→ What you should do
Give the lines of the records below, from the line containing "One point goes on each instance of the gray" through the end of the records, as a Markdown table with a Row column numbering each line and a Line column holding its text. Leave out blank lines.

◇ ◇ ◇ ◇ ◇

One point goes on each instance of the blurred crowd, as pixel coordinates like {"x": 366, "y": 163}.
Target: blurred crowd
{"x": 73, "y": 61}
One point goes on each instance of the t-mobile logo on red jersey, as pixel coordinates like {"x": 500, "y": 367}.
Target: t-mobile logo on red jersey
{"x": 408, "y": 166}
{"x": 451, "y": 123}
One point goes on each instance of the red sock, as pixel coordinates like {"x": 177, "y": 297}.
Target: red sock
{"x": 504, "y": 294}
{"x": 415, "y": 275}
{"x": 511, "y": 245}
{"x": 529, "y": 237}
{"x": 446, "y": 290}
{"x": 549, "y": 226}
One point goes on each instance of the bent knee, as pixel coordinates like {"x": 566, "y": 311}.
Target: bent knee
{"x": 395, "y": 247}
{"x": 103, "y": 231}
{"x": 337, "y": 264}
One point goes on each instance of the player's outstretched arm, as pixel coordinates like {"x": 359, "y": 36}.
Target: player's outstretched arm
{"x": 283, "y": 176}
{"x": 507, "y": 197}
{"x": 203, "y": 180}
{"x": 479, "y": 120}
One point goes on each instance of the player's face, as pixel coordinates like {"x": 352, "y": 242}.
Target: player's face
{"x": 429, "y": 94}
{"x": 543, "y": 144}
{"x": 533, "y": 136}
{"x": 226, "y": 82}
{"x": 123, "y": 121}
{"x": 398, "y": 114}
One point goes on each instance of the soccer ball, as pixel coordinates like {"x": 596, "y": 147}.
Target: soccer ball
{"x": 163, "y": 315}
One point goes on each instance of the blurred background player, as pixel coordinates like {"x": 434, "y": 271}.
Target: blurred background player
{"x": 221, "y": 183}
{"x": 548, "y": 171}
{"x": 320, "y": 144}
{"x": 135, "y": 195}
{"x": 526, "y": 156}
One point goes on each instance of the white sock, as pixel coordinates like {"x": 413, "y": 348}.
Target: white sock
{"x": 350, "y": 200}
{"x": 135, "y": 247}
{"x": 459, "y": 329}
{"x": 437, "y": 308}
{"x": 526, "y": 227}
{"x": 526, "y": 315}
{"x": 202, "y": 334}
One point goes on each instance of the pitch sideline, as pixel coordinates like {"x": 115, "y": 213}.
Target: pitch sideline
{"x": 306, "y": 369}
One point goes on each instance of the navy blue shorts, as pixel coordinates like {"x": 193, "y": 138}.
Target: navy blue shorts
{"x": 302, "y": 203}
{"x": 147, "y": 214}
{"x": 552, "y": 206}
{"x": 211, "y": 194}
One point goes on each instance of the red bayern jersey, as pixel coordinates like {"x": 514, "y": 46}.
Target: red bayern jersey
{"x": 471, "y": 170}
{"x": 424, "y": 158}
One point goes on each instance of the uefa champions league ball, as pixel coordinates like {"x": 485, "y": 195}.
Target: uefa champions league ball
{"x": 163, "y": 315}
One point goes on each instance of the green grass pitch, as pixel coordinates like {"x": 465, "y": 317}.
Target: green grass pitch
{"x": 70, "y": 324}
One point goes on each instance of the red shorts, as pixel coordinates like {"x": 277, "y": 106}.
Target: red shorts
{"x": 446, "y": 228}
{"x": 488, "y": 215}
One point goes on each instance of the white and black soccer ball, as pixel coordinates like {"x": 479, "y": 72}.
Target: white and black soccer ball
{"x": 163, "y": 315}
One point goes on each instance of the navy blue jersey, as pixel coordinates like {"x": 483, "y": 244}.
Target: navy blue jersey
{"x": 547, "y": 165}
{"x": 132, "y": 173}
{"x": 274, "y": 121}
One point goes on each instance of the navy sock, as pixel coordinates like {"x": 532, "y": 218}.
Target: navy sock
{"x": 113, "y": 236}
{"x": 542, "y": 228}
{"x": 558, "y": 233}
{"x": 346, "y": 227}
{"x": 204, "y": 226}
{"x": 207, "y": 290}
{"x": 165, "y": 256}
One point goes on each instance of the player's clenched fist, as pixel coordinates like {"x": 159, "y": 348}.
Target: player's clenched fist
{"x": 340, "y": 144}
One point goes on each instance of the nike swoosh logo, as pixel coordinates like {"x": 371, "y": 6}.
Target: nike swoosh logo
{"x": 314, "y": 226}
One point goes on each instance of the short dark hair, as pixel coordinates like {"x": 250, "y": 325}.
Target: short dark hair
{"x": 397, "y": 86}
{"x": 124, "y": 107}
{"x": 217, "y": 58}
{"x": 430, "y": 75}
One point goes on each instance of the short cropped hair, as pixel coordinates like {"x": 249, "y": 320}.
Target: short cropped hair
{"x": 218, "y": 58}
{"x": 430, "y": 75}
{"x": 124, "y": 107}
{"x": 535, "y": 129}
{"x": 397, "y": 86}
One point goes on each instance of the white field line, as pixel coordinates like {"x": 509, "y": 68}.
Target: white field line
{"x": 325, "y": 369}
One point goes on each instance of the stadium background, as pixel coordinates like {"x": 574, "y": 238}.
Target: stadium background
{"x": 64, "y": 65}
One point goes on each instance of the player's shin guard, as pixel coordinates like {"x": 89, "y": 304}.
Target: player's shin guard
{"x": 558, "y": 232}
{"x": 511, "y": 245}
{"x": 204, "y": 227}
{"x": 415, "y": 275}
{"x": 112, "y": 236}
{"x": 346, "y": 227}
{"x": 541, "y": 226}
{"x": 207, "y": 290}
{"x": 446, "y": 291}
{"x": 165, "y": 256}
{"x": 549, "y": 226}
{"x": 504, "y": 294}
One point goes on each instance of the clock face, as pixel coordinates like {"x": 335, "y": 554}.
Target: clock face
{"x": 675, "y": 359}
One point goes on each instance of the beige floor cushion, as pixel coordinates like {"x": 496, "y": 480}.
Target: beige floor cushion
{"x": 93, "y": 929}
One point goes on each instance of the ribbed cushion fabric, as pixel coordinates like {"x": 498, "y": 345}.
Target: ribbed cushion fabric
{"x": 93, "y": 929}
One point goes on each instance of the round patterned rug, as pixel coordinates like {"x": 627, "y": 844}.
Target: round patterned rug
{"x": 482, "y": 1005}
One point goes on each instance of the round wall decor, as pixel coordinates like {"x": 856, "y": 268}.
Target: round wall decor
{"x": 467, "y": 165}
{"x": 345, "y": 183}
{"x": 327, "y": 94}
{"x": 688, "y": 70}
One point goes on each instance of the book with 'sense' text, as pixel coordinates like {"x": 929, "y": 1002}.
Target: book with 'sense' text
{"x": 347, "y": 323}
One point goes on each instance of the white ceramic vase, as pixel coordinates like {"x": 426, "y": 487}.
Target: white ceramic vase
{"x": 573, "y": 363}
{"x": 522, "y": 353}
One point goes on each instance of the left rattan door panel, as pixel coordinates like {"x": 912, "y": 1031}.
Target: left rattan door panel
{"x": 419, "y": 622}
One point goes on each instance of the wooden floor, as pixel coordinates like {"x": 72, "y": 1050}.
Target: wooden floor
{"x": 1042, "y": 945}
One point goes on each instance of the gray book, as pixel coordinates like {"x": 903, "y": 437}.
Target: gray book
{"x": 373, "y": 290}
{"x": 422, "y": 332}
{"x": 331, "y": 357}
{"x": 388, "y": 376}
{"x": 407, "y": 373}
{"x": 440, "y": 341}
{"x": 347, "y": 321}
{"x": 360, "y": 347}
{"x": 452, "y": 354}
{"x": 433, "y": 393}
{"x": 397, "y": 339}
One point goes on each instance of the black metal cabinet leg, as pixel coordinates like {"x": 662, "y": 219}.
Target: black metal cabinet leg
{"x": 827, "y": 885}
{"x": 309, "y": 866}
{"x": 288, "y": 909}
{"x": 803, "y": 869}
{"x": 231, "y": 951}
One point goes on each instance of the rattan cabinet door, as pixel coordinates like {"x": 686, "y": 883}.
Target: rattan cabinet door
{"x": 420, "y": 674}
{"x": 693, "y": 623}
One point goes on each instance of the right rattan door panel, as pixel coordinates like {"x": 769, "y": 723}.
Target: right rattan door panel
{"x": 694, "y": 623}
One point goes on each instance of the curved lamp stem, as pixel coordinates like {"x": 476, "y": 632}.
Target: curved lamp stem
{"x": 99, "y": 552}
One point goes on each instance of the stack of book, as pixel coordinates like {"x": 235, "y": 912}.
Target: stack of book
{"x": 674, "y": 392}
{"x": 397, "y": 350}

◇ ◇ ◇ ◇ ◇

→ Worked answer
| Row | Line |
|---|---|
| 1 | One point goes on each instance of the gray book, as pixel coordinates like {"x": 903, "y": 437}. |
| 2 | Target: gray book |
| 3 | {"x": 373, "y": 290} |
| 4 | {"x": 422, "y": 332} |
| 5 | {"x": 331, "y": 357} |
| 6 | {"x": 388, "y": 376} |
| 7 | {"x": 407, "y": 373} |
| 8 | {"x": 440, "y": 341} |
| 9 | {"x": 347, "y": 321} |
| 10 | {"x": 360, "y": 347} |
| 11 | {"x": 452, "y": 354} |
| 12 | {"x": 433, "y": 393} |
| 13 | {"x": 397, "y": 339} |
| 14 | One point goes on each instance of the black metal cabinet leg, as pixel coordinates like {"x": 662, "y": 219}. |
| 15 | Target: black metal cabinet leg |
| 16 | {"x": 827, "y": 885} |
| 17 | {"x": 309, "y": 866} |
| 18 | {"x": 288, "y": 909} |
| 19 | {"x": 803, "y": 869} |
| 20 | {"x": 231, "y": 951} |
| 21 | One point goes on each instance of the rattan cabinet door, as pixel coordinates like {"x": 686, "y": 883}. |
| 22 | Target: rattan cabinet door |
| 23 | {"x": 420, "y": 674} |
| 24 | {"x": 693, "y": 623} |
| 25 | One point goes on each instance of the right rattan door panel, as pixel coordinates like {"x": 769, "y": 723}. |
| 26 | Target: right rattan door panel |
| 27 | {"x": 694, "y": 623} |
| 28 | One point goes on each instance of the curved lamp stem, as pixel coordinates like {"x": 476, "y": 632}. |
| 29 | Target: curved lamp stem |
| 30 | {"x": 99, "y": 552} |
| 31 | One point goes on each instance of the stack of book, as pixel coordinates like {"x": 235, "y": 912}. |
| 32 | Target: stack of book |
| 33 | {"x": 674, "y": 392} |
| 34 | {"x": 397, "y": 350} |